[Saved entries]
════

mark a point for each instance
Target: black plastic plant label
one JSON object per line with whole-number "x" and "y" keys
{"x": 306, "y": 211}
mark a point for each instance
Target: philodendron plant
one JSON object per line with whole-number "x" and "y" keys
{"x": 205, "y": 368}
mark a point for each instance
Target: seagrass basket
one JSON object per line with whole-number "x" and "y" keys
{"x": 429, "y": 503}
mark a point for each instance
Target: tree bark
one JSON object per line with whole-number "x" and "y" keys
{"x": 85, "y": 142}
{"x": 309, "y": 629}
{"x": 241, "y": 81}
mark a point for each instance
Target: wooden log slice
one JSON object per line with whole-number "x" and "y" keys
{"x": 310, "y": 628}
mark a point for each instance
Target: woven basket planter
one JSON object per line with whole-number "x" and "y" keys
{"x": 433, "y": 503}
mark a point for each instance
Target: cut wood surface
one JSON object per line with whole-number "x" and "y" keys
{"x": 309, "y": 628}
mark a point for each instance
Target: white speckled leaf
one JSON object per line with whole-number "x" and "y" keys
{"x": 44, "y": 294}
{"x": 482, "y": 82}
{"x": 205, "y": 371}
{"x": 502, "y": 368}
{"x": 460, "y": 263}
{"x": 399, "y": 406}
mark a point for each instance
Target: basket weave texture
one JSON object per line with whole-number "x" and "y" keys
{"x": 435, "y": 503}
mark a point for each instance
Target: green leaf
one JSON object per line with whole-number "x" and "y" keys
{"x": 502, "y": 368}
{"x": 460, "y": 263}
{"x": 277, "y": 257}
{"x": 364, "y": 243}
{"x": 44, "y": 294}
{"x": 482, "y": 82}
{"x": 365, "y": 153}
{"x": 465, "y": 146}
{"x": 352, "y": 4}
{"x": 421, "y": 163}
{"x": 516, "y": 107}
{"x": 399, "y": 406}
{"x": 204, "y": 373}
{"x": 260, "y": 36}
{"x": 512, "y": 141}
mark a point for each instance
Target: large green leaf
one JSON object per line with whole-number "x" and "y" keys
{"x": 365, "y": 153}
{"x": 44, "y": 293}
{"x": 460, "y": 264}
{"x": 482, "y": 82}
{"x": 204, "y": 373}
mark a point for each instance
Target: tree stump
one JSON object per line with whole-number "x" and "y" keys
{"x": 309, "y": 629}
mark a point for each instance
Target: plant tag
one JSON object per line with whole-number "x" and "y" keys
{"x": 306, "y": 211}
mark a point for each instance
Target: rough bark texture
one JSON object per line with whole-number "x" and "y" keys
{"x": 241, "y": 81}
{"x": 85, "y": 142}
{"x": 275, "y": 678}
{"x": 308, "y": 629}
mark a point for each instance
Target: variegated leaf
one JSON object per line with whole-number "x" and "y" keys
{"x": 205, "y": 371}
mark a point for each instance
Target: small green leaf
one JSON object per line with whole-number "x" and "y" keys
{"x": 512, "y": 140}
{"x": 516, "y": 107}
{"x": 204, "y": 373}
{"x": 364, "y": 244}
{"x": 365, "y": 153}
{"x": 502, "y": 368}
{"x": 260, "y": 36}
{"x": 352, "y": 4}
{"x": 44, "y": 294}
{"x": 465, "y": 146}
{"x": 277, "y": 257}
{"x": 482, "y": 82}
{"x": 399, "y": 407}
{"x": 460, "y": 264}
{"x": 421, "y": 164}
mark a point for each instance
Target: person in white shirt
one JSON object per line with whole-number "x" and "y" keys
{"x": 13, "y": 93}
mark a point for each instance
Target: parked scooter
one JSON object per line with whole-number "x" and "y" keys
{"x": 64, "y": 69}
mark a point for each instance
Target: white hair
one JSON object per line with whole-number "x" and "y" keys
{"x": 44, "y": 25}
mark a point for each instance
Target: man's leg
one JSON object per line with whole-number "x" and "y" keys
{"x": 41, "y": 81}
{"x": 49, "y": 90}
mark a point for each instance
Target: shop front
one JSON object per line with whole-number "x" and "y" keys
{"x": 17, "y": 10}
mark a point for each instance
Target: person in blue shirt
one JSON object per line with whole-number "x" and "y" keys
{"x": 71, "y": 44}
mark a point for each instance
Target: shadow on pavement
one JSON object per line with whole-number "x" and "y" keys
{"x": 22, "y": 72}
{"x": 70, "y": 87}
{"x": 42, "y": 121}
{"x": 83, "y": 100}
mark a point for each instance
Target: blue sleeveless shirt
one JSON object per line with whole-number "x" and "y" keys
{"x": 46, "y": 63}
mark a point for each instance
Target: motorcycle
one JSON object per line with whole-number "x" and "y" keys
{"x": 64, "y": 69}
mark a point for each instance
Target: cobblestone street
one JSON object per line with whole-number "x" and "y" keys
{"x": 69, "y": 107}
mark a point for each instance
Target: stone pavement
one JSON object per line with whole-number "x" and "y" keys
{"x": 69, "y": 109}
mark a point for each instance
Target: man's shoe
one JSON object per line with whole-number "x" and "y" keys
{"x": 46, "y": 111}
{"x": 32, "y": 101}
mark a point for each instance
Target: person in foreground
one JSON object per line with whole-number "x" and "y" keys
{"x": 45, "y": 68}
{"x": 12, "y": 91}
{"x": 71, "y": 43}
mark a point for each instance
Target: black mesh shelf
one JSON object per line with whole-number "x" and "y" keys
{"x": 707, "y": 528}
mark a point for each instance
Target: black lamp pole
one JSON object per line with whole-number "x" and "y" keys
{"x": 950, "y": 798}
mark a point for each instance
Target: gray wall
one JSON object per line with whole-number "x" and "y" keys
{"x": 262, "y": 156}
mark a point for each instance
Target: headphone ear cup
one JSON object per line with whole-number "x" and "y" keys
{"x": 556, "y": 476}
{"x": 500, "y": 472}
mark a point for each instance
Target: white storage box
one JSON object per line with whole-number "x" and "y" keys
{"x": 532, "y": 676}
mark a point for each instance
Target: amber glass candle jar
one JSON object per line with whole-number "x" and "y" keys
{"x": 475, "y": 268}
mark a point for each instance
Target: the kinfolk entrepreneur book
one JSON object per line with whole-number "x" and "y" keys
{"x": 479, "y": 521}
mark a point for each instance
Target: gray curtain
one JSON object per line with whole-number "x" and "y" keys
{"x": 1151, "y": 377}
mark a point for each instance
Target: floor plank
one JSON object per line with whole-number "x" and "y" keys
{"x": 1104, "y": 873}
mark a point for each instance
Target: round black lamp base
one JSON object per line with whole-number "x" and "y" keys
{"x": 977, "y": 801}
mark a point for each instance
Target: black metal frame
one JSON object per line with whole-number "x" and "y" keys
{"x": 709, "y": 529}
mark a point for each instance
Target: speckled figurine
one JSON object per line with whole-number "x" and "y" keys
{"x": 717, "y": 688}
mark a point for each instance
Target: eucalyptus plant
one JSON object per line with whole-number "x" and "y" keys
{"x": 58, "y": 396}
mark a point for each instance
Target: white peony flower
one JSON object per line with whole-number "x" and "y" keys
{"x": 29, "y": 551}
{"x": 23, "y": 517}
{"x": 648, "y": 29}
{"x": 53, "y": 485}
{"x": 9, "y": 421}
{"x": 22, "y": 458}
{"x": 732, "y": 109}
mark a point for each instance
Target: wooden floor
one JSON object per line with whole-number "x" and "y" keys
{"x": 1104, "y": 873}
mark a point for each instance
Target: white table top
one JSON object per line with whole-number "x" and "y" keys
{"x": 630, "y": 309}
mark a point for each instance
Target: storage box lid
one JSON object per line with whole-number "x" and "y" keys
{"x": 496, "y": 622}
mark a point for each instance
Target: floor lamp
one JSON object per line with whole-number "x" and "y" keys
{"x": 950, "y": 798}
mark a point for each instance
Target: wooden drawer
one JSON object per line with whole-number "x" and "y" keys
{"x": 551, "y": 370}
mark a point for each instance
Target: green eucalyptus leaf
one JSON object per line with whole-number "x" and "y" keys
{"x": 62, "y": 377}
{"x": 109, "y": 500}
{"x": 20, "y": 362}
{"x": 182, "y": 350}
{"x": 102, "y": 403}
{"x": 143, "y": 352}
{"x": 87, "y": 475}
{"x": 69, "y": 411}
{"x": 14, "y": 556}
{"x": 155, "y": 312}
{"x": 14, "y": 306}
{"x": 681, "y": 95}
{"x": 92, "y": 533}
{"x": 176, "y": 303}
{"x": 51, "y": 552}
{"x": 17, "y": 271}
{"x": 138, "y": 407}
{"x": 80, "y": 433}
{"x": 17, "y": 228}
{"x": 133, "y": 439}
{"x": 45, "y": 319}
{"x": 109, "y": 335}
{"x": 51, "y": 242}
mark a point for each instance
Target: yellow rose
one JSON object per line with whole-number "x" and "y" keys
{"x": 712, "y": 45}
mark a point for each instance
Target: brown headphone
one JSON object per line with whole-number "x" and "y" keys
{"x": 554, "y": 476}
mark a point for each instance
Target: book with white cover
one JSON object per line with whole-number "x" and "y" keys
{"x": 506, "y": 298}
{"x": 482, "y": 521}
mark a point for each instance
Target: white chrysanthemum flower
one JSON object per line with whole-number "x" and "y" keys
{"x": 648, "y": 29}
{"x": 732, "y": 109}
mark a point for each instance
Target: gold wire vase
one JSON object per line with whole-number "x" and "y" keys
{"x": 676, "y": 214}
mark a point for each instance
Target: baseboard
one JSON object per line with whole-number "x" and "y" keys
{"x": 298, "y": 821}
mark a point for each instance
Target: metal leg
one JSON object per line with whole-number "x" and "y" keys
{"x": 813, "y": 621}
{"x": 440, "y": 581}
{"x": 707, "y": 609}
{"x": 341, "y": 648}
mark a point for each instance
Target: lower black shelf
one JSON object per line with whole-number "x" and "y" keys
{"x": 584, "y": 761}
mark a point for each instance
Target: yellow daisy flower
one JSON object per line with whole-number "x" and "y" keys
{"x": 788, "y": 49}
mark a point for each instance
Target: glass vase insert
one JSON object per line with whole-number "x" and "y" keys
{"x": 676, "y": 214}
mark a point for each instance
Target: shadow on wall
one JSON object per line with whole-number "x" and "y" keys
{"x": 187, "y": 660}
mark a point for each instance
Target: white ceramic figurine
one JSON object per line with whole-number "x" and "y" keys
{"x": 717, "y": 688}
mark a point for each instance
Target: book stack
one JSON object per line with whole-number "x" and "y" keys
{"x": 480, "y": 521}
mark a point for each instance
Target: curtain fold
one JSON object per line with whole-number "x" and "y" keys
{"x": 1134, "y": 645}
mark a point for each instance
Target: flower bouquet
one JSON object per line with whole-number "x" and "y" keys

════

**Problem description:**
An exact, complete copy of the lines above from the one with "Target: white speckled leaf" through the one with "Target: green leaf" is the whole answer.

**Response below:**
Target: white speckled leaf
one JSON object per line with whole-number "x" and "y" keys
{"x": 44, "y": 294}
{"x": 482, "y": 82}
{"x": 205, "y": 371}
{"x": 502, "y": 368}
{"x": 460, "y": 263}
{"x": 399, "y": 406}
mark a point for each instance
Target: basket weave texture
one JSON object per line with whole-number "x" and "y" keys
{"x": 435, "y": 503}
mark a point for each instance
Target: green leaf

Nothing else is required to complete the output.